Work to do:
a) In the NVD mirror page, write out the passage that begins at the words "self.mydb = self.cli[db]" and stops after "print(repr(v))".
b) Answer these questions from the NVD mirror page:
(i) What name should the database have?
(ii) Which three collections does the setup list tell you to create?
(iii) What default file name does the MongodbConn class use for its configuration file?

Selected passage:
--- Begin ---

## NVD CVE JSON Mirror Maintenance

### This is a collection of routines to maintain a mirror of the NVD JSON CVE repository.

To use:
    <ul>
    <li>install mongodb
    <li>create a database called nvd
    <li>create collections: maincol, modscol, metacol
    <li>identify a working and a config directory - working dir is to download JSON files , config dir is where you put
        the .mongo.env file
    </ul>
        

In [98]:
#author: Ray Zupancic - Grumblesoft.com
import requests
from pathlib import Path
import json
from pymongo import MongoClient
from bson import json_util
import pandas as pd
import glob
import sys
import zipfile
import datetime
import pathlib

class MongodbConn():
    
    def __init__(self,configpath='', configname=".mongo.env"):
        if configpath == '':
            #set a home directory path where all JSON files and mongodb config live
            self.configpath = str(Path.home())+"/" + configname
        else:
            self.configpath = configpath
        
        try:
            #read the params    
            self.par = self._get_params(self.configpath)    
            self.cli = self._connect_mongo(self.par)
            #validate that the db exists
            db_names = self.cli.list_database_names()
            db = self.par["database"]
            if not db in db_names:
                raise Exception("db: {} not found on instance".format(db))
            self.mydb = self.cli[db]
            #connect to or create the collections
            self.maincol = self.mydb[self.par["maincollection"]]
            self.modscol = self.mydb[self.par["modscollection"]]
            self.metacol = self.mydb[self.par["metacollection"]]
            self.intecol = self.mydb[self.par["intecollection"]]
        except ValueError as v:
            print(repr(v))
        except Exception as e:
            print("Could not connect to the collection")
            print(repr(e))
            sys.exit()

--- End ---

Records from a data collection:
--- Begin ---

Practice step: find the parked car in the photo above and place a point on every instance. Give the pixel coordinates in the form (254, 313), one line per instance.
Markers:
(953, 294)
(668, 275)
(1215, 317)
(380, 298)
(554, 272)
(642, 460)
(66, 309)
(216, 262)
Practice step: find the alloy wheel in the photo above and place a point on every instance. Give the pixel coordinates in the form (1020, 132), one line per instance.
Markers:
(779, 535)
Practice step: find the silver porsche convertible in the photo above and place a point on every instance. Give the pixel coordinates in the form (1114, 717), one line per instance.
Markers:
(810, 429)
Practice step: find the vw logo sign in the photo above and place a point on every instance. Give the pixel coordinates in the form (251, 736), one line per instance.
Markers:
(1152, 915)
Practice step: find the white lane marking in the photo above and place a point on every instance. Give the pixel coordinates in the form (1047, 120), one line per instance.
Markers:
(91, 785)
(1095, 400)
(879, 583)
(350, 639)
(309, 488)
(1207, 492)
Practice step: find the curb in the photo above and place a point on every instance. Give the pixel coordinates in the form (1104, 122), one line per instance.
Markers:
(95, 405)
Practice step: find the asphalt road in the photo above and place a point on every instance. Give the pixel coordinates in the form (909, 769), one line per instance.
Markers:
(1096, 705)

--- End ---
--- Begin ---

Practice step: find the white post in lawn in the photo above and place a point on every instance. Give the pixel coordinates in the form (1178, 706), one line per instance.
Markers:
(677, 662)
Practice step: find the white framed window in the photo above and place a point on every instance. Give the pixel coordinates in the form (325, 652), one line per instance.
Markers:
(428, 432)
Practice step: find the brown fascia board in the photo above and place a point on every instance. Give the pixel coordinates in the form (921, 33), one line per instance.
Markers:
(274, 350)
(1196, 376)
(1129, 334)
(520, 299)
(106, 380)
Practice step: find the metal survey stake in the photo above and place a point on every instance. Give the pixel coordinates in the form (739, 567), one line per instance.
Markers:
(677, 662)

--- End ---

Answers to the problems:
a)
self.mydb = self.cli[db]
            #connect to or create the collections
            self.maincol = self.mydb[self.par["maincollection"]]
            self.modscol = self.mydb[self.par["modscollection"]]
            self.metacol = self.mydb[self.par["metacollection"]]
            self.intecol = self.mydb[self.par["intecollection"]]
        except ValueError as v:
            print(repr(v))

b)
(i) nvd
(ii) maincol, modscol, metacol
(iii) .mongo.env